Been thinking a lot, fighting quite a bit. And listening to a lot of DAS (well, music in general). There's a triad of his songs that seem to work together as a trilogy for me now: Reach, In Your Hands, and Slo Glo One (better known as Glory). Today I shall prattle on about the first one.
Reach actually took a really long time to grow on me. I always appreciated the chorus, but something about the song irked me; something about the execution of it. I never could figure out what it was, but apparently it's not an issue now because I can't remember what it was that bugged me (probably the tempo -- I'm still young enough to like my music fast and fairly complex).
I have a history of locking up inside myself ('history,' heck -- I'm doing it as I type), convinced that nobody could love me, even if they tried. I actually believed (and sometimes still do believe) that for somebody, anybody, to care about me was impossible. Depression is funny that way... it seems so obvious to other people on the outside that people love me and that I'm resisting their love, but depression is truly a mental illness. It actually blinds us to things like that. It's not a wilful ignorance of our 'worth' -- we actually truly cannot see it. We need you to tell us every single day that you love us because our diseased minds discard the truth mere minutes after you speak it to us. You can't rely on our 'knowing' you love us though you never say anything and you can't rely on thinking 'well, I told her that one time that she was pretty cool.' Depression is hell-bent on destroying those it infects. One offhand instance of 'You're pretty cool,' as much as you may sincerely mean something by it, simply does not stand up against my own mind telling itself it's worthless twenty-four hours a day, seven days a week, three hundred and sixty-five days a year.
++++++++++
» Activities
1 > Write down the part of the blog post about the song Reach starting at "Been thinking a" and ending at "and fairly complex).", word for word.
2 > Pick up the blog post about the song Reach after its last sentence and keep writing it.
The entries come from a different source than the blog post about the song Reach.

» Entries supplied
++++++++++
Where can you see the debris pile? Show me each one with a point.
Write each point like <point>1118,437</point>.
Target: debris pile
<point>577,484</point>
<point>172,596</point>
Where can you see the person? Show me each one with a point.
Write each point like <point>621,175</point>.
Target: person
++++++++++
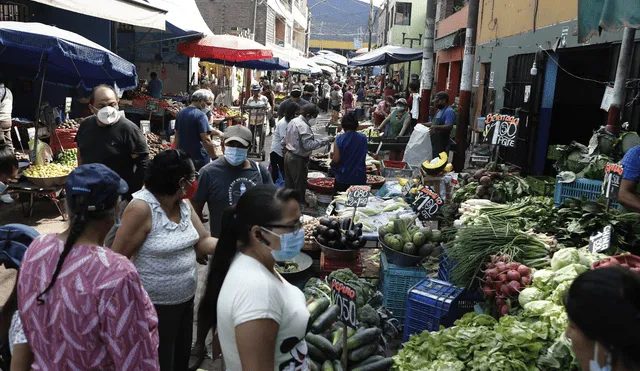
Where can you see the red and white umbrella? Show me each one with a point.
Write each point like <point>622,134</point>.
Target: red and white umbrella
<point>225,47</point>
++++++++++
» Written answers
1 >
Been thinking a lot, fighting quite a bit. And listening to a lot of DAS (well, music in general). There's a triad of his songs that seem to work together as a trilogy for me now: Reach, In Your Hands, and Slo Glo One (better known as Glory). Today I shall prattle on about the first one.
Reach actually took a really long time to grow on me. I always appreciated the chorus, but something about the song irked me; something about the execution of it. I never could figure out what it was, but apparently it's not an issue now because I can't remember what it was that bugged me (probably the tempo -- I'm still young enough to like my music fast and fairly complex).

2 >
For years people would get frustrated with me. They would always say to me, "Just let yourself be loved!" They tried to say it kindly, but there was often pent-up frustration in their voices. I could not wrap my head around this idea that they seemed to take for granted. Here I was figuratively screaming for somebody to care for more than five seconds, and you're telling me it's my fault? I can't let you love me if you're not showing any love for me to allow in. That phrase is still a source of frustration for me.
(End rant -- my apologies...)
But although Brian Healy uses the words, Let Him love you, he does not stop there, and that's what gives his exhortation more weight. He doesn't expect that vague, tired phrase to magically fix everything, and realising the weakness of language itself makes a huge difference in how one comes across because it does inform and change how you communicate. Healy continues his thought with Let Him show you... Let Him touch you... Let Him heal you. Reach out your hands... and take what He has to offer. It's a gentle invitation, not an outburst of exasperation. And ultimately it's not by my strength that I can reach out and take it anyway. Grace has to visit me in order for me to have the strength to take it. Taking and accepting love is perhaps harder even than almost anything I can think of. To give love is easy enough. Even when the other person doesn't want your love, it's relatively easy to give it. But to take love someone else is holding out to you... that's well-nigh impossible. There's something in my mind that still tells me it's not real, it's a facade like everything else. It'll turn out to be just somebody else trying to relive their guilt about not loving me by pretending to love me.
How do you surrender yourself to someone else's love?